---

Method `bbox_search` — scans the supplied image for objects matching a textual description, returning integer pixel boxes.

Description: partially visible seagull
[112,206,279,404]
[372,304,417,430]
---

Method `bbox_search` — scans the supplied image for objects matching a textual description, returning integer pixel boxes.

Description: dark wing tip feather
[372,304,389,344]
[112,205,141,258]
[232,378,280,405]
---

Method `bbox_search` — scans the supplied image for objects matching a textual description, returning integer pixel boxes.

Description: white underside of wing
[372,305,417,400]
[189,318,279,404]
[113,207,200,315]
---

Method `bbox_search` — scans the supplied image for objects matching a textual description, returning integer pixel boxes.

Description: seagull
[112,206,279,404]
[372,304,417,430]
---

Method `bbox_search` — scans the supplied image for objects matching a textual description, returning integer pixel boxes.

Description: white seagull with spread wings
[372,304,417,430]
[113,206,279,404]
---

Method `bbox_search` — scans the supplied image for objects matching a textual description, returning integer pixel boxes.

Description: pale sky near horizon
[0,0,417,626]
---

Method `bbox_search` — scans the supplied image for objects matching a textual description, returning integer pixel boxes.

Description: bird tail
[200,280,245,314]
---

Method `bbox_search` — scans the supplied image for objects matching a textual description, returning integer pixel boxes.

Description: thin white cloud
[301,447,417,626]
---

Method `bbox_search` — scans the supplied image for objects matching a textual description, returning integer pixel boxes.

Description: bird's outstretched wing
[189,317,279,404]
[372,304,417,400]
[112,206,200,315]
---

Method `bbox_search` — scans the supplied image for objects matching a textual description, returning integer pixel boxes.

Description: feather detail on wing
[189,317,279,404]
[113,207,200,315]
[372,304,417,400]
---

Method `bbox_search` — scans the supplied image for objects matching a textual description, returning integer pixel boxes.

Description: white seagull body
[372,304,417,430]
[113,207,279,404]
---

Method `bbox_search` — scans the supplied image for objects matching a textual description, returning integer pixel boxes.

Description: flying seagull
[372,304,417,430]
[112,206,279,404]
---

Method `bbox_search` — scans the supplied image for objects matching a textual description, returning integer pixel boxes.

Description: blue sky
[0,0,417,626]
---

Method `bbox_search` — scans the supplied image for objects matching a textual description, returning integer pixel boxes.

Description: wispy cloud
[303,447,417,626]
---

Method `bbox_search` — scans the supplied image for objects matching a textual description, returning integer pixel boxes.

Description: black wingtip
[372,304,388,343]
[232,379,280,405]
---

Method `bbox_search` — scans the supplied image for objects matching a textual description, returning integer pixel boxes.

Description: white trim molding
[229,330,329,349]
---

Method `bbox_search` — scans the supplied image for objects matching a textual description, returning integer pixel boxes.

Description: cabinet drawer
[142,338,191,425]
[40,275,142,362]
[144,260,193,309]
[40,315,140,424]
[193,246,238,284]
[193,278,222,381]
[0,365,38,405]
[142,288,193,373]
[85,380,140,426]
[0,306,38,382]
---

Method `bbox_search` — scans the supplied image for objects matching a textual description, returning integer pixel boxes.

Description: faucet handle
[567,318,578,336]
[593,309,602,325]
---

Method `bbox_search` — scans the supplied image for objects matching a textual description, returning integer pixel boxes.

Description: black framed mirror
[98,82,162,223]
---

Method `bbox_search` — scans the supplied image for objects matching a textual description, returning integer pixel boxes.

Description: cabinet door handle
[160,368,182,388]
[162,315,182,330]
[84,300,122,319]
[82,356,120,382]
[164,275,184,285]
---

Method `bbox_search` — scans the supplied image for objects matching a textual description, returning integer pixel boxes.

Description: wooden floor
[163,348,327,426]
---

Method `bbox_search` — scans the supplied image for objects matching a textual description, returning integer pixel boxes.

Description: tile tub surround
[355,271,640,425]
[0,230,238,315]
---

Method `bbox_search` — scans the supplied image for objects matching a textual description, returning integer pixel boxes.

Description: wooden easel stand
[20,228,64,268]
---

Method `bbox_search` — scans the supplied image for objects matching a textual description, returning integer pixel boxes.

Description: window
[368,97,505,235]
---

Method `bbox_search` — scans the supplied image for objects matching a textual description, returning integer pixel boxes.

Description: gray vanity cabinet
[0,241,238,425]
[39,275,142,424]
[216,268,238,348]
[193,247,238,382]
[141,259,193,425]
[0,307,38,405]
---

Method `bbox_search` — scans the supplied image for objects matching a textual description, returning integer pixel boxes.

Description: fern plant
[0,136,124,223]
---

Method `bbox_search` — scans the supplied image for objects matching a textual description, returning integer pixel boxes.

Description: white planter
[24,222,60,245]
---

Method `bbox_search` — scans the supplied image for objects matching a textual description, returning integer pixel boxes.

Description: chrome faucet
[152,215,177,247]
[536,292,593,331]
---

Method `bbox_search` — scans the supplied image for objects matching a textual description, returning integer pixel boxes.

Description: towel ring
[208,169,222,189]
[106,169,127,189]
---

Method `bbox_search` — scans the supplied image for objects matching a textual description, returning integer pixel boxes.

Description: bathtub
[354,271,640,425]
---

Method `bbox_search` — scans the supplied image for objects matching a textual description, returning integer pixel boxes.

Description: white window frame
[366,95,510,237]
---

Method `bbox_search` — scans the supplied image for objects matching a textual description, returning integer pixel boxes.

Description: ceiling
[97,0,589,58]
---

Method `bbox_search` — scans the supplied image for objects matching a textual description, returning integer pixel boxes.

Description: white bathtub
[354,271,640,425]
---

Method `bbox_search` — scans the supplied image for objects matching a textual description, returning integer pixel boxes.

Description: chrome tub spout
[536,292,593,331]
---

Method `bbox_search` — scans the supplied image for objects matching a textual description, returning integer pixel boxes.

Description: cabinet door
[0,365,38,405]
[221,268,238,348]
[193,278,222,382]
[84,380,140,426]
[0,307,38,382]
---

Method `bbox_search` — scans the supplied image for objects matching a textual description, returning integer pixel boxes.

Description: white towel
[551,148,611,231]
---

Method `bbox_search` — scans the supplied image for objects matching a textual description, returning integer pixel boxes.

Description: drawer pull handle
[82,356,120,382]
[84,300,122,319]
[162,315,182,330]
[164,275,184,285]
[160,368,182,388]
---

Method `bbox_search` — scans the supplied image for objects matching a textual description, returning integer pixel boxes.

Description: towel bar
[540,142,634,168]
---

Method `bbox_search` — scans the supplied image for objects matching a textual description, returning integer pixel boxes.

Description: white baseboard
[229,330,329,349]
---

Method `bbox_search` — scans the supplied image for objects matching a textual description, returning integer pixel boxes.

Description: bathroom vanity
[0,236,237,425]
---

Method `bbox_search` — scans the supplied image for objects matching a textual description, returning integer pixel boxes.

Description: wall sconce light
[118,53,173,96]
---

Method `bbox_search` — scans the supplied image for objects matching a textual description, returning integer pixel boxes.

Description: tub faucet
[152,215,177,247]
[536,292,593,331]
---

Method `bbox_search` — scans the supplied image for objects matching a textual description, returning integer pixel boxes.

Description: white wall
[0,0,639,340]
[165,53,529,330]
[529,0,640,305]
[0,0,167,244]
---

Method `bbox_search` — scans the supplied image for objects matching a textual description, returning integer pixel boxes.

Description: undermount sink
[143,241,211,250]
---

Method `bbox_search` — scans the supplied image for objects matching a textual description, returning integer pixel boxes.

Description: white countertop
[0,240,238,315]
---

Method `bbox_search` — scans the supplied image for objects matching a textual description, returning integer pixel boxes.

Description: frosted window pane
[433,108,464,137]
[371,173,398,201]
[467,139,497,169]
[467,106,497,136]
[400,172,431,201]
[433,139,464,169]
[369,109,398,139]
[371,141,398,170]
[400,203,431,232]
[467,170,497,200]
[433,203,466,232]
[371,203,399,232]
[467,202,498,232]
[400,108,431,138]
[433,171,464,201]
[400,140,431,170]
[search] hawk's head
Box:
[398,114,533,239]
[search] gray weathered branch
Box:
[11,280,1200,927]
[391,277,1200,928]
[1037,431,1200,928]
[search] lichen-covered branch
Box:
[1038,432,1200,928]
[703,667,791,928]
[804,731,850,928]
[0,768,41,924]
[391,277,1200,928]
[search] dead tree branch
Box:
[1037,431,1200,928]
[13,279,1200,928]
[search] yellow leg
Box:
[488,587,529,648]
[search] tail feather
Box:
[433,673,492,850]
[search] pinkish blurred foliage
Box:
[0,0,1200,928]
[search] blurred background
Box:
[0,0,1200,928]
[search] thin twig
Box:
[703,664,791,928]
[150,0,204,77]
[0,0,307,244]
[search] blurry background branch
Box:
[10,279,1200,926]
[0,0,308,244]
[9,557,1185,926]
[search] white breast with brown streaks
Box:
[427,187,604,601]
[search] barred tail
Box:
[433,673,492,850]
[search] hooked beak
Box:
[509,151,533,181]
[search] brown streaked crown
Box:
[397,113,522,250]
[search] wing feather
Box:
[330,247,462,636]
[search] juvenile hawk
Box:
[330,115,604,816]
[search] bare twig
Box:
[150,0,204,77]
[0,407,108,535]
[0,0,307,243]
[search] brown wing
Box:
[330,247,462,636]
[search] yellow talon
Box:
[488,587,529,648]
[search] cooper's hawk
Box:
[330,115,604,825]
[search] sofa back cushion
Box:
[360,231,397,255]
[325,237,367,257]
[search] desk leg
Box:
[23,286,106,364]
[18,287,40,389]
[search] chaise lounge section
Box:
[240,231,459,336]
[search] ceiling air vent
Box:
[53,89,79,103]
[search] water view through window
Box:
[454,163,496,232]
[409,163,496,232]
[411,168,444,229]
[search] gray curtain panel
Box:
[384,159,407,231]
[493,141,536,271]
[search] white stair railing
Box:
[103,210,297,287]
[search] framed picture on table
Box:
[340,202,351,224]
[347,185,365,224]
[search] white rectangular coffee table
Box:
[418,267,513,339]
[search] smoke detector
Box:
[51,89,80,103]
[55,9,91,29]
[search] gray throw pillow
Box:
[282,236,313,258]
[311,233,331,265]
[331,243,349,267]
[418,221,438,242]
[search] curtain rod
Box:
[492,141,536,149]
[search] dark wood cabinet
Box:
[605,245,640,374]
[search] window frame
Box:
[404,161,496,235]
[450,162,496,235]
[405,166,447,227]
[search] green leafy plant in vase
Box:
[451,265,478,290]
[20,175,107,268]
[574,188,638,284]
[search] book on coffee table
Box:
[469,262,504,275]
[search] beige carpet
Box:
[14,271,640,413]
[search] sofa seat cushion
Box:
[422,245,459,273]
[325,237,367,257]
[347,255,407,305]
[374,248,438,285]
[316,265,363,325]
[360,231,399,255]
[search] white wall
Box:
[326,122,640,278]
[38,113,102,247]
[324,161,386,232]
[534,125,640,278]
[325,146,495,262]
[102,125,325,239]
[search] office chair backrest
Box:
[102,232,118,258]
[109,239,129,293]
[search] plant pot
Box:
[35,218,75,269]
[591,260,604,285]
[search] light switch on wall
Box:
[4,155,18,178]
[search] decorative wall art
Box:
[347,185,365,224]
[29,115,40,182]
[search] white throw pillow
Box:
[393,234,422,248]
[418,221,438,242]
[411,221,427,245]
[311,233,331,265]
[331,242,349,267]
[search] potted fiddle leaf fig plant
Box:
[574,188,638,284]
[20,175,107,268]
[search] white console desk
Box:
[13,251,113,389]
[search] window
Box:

* **PROMPT**:
Update the material from its first line through the line containing "[232,378,280,405]", inclusive, by replacing "seagull" with "gull". Return only those lines, with everything else left as it is.

* **FULL ANSWER**:
---

Method `bbox_search` — scans the supplied image for objects matching a textual description, returning integer pixel boxes.

Description: partially visible gull
[112,206,279,404]
[372,304,417,430]
---

Method `bbox_search` — scans the supplied image for objects matching a textual description, returning integer pixel boxes.

Description: dark wing tip feather
[372,304,389,344]
[112,205,141,258]
[232,378,280,405]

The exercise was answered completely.